[DATASET EXTRACT]:

Content starts

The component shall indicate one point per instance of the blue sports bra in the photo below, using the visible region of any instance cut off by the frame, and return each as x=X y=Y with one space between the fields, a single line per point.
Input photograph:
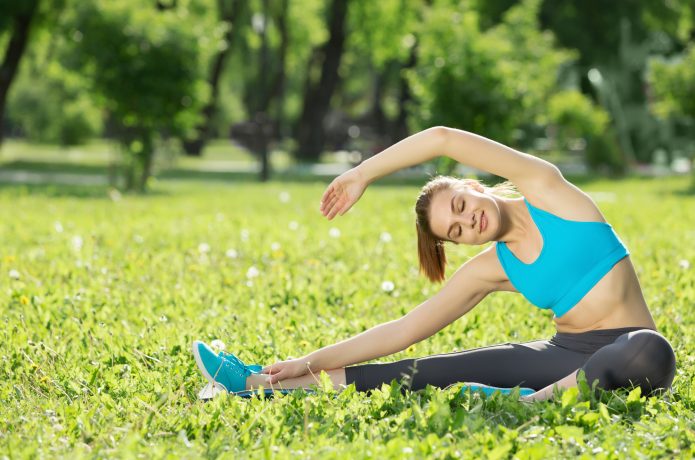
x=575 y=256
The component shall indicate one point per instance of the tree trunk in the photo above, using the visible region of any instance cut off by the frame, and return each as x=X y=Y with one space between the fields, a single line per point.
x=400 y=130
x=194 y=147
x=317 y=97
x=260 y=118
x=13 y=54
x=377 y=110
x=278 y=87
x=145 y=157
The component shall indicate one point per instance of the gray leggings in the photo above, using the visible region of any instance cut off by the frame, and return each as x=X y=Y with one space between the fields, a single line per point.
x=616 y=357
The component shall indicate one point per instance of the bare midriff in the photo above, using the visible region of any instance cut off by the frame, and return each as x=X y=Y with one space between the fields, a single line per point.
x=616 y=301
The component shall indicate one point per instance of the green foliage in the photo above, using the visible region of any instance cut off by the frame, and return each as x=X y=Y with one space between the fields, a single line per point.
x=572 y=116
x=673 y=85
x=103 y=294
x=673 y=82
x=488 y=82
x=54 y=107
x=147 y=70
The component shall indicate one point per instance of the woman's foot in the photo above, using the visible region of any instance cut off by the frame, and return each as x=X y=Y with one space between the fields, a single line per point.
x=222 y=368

Content ends
Content starts

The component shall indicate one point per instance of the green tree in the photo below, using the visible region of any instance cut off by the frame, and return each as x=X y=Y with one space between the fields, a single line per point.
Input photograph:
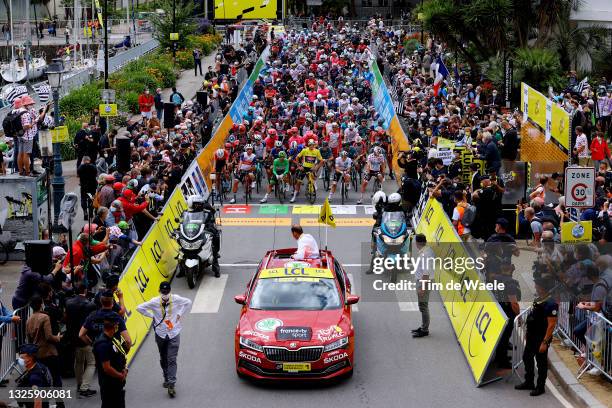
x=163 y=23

Content ends

[WHAT IS REQUIRED]: Count how many lines of the records hold the string "below"; the answer is that number alone.

[EXERCISE SOLUTION]: 2